• **AUFGABENSTELLUNG 1**: Gib den Abschnitt aus der Filmkritik unten wortgetreu wieder, beginnend bei den Worten „In einem der“ und endend nach „Kino verfilmt wurde.“.
• **AUFGABENSTELLUNG 2**: Schreibe die Datensätze unten noch einmal ab und setze dabei überall „image“ an die Stelle von „photograph“, ohne sonst etwas zu verändern. Die Bilder lässt du in deiner Antwort weg.
── QUELLENAUSZUG
DREI MUSKETIERE, DIE | The Three Musketeers
Filmische Qualität:   
Regie: Paul W.S. Anderson
Darsteller: Logan Lerman, Milla Jovovich, Matthew MacFadyen, Ray Stevenson, Luke Evans, Mads Mikkelsen
Land, Jahr: Deutschland 2011
Laufzeit: 110 Minuten
Genre: Science-Fiction/Fantasy
Publikum: ab 12 Jahren
Einschränkungen: G, S
im Kino: 9/2011
Auf DVD: 1/2012


José García
Foto: Constantin

In einem der wohl letzten Versuche, „Klassik“ zu definieren, brachte es der Stuttgarter Germanist Heinz Schlaffer 2002 auf die Formel, klassische Werke müssten „gleichzeitig vergangen, erinnert und gegenwärtig“ sein. Etwas ungezwungener könnte man es so ausdrücken: Zu den Merkmalen klassischer Werke etwa der Weltliteratur gehört es auch, dass sie jeder Generation etwas zu sagen haben. Als ein einschlägiger Weg, einen Klassiker für die jeweilige Generation neu zu interpretieren, empfiehlt sich dessen Adaption für die Kinoleinwand, weshalb es kaum verwundert, dass etwa Alexandre Dumas' „Die drei Musketiere“ seit 1921 mehr als fünfzig Mal für das Kino verfilmt wurde.
────
── EINGABEDATEN
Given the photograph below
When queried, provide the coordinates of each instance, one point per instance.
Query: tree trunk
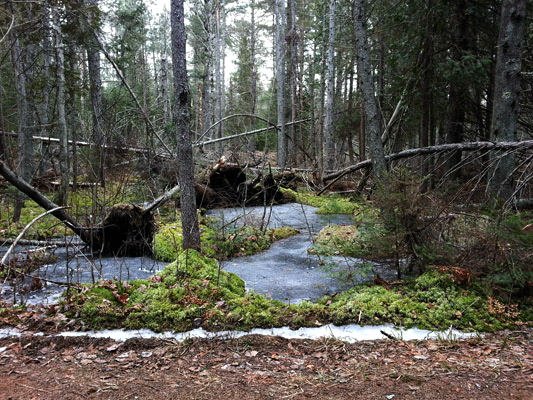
(458, 90)
(64, 166)
(330, 91)
(292, 38)
(165, 97)
(191, 232)
(218, 75)
(95, 82)
(279, 7)
(364, 71)
(25, 146)
(507, 92)
(449, 147)
(253, 74)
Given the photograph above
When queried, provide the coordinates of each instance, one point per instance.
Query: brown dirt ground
(497, 366)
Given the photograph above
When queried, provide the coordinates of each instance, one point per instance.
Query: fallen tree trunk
(84, 233)
(41, 243)
(126, 230)
(45, 139)
(467, 146)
────
• **MUSTERLÖSUNG 1**:
In einem der wohl letzten Versuche, „Klassik“ zu definieren, brachte es der Stuttgarter Germanist Heinz Schlaffer 2002 auf die Formel, klassische Werke müssten „gleichzeitig vergangen, erinnert und gegenwärtig“ sein. Etwas ungezwungener könnte man es so ausdrücken: Zu den Merkmalen klassischer Werke etwa der Weltliteratur gehört es auch, dass sie jeder Generation etwas zu sagen haben. Als ein einschlägiger Weg, einen Klassiker für die jeweilige Generation neu zu interpretieren, empfiehlt sich dessen Adaption für die Kinoleinwand, weshalb es kaum verwundert, dass etwa Alexandre Dumas' „Die drei Musketiere“ seit 1921 mehr als fünfzig Mal für das Kino verfilmt wurde.

• **MUSTERLÖSUNG 2**:
Given the image below
When queried, provide the coordinates of each instance, one point per instance.
Query: tree trunk
(458, 90)
(64, 166)
(330, 91)
(292, 38)
(165, 97)
(191, 232)
(218, 75)
(95, 82)
(279, 7)
(364, 71)
(25, 146)
(507, 92)
(449, 147)
(253, 74)
Given the image above
When queried, provide the coordinates of each instance, one point per instance.
Query: brown dirt ground
(497, 366)
Given the image above
When queried, provide the coordinates of each instance, one point per instance.
Query: fallen tree trunk
(84, 233)
(41, 243)
(126, 230)
(45, 139)
(467, 146)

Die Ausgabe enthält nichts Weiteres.